### WORK REQUIRED:
With the string "below" as the filter, copy each matching line from the records.

** STORED DATA follows **

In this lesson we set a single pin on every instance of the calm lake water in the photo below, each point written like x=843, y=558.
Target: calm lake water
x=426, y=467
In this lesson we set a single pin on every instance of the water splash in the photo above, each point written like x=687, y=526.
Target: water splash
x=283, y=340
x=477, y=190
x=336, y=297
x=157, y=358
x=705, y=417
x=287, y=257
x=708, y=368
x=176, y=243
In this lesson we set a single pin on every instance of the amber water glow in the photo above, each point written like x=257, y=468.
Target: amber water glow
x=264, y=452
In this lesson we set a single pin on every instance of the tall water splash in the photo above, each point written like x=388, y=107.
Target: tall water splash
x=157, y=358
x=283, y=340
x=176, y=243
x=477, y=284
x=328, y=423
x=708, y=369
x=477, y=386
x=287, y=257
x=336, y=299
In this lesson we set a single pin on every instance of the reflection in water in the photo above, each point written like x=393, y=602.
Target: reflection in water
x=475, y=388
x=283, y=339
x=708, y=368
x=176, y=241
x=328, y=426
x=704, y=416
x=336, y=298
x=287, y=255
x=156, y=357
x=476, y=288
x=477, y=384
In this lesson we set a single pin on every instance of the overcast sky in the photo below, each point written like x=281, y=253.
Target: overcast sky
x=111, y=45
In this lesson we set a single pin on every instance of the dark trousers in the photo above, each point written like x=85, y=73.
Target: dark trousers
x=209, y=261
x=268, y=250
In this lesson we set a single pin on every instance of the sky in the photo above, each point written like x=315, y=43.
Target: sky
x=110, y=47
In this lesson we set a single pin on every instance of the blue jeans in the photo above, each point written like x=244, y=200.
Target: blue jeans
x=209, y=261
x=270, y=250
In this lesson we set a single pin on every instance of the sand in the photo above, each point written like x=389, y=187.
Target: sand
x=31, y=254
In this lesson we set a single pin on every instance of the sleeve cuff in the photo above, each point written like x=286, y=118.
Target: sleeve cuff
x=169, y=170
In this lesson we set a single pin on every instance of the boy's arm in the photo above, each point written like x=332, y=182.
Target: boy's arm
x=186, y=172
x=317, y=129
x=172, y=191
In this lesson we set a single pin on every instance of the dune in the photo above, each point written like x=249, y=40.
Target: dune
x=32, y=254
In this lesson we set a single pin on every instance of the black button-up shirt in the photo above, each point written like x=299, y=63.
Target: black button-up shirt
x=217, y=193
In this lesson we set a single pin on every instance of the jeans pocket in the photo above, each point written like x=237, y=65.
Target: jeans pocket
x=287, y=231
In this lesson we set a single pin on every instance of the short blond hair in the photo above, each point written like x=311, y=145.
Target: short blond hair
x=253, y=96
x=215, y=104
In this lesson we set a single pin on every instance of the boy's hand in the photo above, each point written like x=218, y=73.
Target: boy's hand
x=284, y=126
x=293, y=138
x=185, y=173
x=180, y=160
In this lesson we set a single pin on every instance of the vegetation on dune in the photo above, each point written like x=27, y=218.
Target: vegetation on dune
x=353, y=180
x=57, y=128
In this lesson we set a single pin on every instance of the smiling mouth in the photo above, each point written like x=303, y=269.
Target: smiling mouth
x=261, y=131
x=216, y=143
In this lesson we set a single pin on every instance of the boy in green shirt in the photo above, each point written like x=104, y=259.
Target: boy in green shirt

** End of STORED DATA **
** STORED DATA follows **

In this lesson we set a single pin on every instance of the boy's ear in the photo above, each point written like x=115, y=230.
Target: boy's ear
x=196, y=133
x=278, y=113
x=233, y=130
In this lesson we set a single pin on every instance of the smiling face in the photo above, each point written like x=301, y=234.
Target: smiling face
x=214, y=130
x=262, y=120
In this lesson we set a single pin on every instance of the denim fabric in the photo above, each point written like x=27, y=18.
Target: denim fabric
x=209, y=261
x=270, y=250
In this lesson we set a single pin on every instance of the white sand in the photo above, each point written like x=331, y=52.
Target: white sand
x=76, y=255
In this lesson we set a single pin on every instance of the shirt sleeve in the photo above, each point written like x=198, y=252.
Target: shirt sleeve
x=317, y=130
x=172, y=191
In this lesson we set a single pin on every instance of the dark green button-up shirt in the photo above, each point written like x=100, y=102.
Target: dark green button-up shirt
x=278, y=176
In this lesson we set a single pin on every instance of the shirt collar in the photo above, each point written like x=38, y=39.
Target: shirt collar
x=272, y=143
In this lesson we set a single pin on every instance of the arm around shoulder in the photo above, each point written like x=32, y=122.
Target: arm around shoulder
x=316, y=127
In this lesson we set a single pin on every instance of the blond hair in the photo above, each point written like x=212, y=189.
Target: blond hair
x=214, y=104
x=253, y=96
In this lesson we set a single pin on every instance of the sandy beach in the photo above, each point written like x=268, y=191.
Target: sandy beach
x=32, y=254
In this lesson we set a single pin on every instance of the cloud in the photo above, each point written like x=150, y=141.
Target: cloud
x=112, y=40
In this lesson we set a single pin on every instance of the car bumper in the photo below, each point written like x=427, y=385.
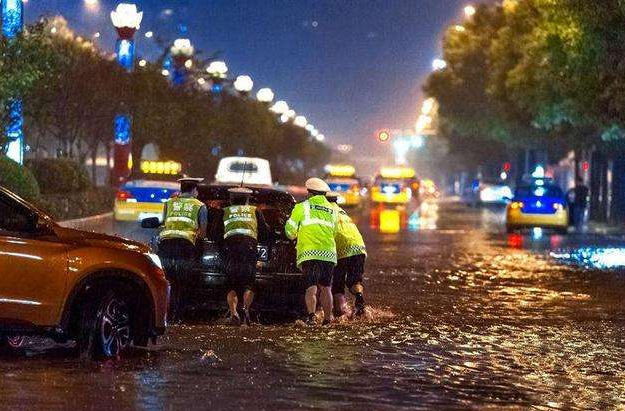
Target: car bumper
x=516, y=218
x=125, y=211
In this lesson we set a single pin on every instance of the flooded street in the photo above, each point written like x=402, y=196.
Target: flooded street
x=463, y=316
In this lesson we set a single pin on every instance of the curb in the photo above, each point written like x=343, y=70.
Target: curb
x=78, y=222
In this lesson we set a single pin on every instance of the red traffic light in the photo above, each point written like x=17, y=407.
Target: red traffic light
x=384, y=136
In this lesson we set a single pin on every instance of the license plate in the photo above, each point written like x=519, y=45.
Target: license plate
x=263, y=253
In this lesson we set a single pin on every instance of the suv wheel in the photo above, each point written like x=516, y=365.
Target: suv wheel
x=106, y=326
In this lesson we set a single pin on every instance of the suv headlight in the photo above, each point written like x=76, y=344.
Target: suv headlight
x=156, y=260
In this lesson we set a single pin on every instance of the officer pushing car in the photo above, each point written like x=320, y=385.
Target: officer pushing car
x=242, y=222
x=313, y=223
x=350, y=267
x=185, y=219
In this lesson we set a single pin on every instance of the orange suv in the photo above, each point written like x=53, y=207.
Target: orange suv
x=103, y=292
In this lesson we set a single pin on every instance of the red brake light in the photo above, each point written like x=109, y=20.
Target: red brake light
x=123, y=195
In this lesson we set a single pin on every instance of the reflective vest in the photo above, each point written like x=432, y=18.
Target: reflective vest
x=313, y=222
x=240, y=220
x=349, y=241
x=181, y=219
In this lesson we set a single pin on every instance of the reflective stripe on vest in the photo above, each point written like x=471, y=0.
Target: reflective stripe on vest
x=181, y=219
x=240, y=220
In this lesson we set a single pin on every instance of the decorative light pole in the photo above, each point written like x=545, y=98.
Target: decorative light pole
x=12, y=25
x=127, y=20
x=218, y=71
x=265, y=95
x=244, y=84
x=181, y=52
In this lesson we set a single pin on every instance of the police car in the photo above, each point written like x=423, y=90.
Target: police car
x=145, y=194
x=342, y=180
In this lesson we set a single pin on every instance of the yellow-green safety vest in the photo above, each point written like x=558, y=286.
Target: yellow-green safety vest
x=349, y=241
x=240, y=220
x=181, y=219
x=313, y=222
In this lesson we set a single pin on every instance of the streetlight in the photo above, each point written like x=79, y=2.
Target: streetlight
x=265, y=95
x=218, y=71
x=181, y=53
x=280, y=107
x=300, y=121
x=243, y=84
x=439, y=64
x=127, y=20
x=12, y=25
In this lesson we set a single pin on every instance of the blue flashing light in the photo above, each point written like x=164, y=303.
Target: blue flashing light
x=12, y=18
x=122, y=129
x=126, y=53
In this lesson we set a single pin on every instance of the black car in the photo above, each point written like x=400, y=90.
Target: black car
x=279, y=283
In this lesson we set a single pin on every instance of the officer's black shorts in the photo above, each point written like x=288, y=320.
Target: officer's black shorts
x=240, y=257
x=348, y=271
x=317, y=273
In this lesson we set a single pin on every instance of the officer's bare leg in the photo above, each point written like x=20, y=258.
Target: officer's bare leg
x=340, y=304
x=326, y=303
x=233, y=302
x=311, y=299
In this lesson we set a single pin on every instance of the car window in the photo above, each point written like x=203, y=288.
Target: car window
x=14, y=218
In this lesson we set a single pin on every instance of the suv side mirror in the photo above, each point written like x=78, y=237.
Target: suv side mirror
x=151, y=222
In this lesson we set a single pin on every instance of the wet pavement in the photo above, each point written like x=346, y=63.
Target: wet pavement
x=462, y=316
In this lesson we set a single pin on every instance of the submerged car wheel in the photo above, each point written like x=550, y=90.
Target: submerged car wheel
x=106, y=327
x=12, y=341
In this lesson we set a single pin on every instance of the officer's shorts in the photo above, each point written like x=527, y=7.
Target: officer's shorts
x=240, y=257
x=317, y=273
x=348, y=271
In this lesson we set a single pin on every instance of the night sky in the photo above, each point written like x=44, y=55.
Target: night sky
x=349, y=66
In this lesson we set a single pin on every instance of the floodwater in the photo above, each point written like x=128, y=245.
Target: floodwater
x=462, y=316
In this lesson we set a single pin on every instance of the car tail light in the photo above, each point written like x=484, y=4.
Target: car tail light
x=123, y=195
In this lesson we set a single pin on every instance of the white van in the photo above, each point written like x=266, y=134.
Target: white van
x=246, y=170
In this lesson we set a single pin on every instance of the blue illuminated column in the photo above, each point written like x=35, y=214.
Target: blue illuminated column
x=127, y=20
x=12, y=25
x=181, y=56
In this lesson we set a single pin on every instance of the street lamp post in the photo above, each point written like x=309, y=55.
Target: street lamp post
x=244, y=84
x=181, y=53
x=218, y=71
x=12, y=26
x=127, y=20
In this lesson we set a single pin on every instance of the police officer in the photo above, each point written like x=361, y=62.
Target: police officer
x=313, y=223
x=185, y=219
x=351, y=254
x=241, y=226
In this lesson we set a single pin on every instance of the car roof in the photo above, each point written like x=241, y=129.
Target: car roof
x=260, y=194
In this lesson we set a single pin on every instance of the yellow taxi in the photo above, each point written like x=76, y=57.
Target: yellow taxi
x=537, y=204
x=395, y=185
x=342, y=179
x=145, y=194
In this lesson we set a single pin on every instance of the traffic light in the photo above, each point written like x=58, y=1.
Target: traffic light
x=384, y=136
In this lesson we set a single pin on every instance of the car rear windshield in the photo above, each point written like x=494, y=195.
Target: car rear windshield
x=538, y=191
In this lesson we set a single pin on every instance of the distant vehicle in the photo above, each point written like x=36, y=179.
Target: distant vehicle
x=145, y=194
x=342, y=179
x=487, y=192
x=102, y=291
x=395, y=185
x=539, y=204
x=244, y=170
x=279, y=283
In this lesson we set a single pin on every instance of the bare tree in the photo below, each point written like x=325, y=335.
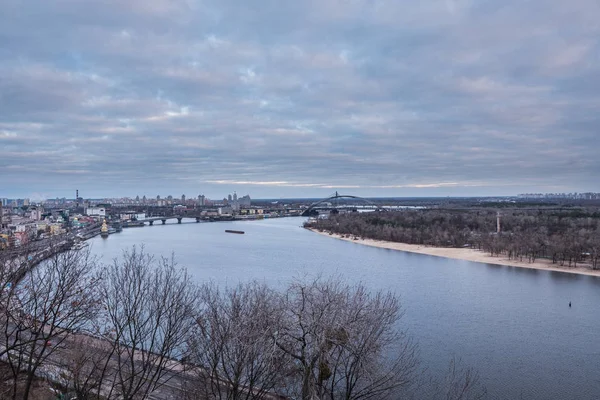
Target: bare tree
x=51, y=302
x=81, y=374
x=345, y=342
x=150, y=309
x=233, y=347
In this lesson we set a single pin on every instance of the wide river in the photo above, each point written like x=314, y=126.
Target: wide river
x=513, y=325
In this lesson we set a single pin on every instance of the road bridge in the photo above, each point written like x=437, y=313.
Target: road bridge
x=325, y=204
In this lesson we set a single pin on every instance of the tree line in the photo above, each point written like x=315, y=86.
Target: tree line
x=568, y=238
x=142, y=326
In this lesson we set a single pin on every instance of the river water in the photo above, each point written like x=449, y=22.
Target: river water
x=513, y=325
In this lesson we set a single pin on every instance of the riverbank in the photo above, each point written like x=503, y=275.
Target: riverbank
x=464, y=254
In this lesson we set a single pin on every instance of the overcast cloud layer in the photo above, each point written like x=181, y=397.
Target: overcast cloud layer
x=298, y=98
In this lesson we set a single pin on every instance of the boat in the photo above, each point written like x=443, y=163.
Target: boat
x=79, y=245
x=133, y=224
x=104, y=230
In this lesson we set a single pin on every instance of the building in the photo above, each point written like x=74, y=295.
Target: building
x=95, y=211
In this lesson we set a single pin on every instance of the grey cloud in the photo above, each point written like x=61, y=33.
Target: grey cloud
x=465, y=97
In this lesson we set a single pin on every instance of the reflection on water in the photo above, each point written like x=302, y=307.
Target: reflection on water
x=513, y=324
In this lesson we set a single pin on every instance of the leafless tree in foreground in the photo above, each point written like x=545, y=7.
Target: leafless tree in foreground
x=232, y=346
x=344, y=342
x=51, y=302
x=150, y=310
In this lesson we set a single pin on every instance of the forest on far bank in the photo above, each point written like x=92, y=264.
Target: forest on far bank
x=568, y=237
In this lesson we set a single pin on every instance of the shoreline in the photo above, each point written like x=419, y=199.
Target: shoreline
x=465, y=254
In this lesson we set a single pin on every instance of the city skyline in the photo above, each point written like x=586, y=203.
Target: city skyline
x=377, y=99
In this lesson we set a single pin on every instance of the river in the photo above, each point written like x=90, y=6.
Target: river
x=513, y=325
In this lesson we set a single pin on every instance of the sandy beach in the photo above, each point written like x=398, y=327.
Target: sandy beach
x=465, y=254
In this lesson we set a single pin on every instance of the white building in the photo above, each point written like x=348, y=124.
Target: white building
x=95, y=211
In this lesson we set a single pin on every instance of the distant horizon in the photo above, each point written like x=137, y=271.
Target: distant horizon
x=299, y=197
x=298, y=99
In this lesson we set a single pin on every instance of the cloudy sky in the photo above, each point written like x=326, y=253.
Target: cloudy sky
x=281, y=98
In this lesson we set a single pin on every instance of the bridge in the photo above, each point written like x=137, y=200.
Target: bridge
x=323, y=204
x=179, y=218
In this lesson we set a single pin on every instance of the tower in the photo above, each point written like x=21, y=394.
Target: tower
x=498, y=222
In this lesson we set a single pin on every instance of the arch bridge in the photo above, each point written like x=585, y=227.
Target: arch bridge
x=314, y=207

** End of STORED DATA **
** STORED DATA follows **

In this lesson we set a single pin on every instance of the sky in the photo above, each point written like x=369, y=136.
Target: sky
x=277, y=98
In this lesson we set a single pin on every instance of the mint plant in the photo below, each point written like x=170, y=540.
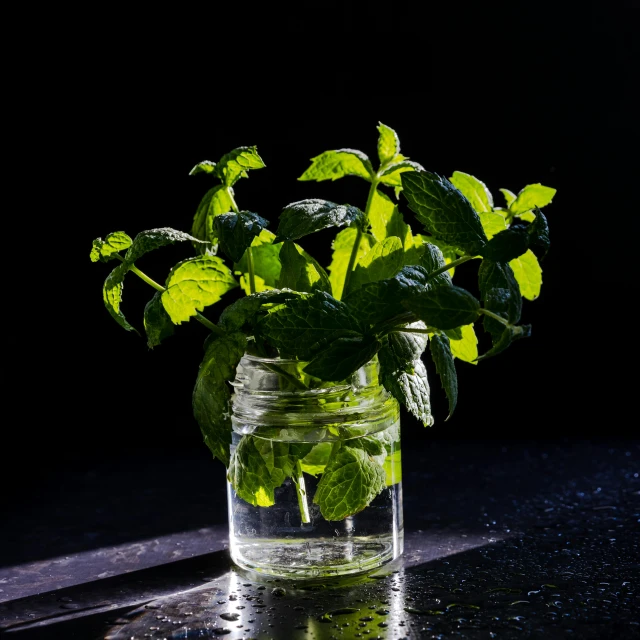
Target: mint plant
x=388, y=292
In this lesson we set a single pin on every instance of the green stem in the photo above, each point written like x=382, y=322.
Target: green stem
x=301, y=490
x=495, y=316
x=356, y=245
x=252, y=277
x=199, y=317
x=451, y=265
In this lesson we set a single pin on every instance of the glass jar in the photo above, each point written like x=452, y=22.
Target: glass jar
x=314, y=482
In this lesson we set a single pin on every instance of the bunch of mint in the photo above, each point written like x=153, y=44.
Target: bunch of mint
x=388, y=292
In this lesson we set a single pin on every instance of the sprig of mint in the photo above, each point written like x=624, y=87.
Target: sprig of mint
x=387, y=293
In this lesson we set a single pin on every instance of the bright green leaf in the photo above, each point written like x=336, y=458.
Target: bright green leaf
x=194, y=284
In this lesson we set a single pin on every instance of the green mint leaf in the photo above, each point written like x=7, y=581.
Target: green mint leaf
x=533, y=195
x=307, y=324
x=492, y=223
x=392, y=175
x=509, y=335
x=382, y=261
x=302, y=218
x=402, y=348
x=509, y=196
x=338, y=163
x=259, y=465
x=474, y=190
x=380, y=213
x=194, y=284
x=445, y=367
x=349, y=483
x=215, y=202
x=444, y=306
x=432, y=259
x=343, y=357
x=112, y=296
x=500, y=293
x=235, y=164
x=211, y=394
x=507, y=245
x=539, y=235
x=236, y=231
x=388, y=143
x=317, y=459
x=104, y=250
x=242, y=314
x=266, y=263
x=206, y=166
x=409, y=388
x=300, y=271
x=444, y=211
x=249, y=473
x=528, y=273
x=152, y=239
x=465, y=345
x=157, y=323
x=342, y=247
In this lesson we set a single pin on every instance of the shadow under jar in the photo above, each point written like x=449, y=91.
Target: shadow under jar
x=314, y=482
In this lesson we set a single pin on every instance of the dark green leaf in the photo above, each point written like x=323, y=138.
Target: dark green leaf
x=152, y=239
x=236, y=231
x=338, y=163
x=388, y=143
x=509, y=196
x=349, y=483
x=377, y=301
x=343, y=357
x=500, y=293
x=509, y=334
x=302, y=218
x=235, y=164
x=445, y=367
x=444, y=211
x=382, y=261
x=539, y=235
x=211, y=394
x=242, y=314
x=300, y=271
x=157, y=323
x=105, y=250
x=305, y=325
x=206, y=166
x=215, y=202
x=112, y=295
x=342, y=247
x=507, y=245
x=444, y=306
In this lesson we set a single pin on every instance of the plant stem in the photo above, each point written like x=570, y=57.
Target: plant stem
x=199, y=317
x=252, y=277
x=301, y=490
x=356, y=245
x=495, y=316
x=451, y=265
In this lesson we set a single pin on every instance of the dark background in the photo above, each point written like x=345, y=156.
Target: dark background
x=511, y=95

** End of STORED DATA **

### WRITTEN SOLUTION:
In this lesson we set a single pin on every instance of the calm lake water in the photo below, each point written like x=843, y=558.
In this lesson we set a single pin on every instance of the overcast sky in the photo below, each point written like x=281, y=253.
In this lesson we set a single pin on every instance of the car bumper in the photo below, each point written like x=427, y=385.
In this lesson we set a single pin on every instance of the bare tree in the photo below, each point written like x=325, y=335.
In this lesson we set a single pin on every instance of the mint plant in the photo below, each point written like x=170, y=540.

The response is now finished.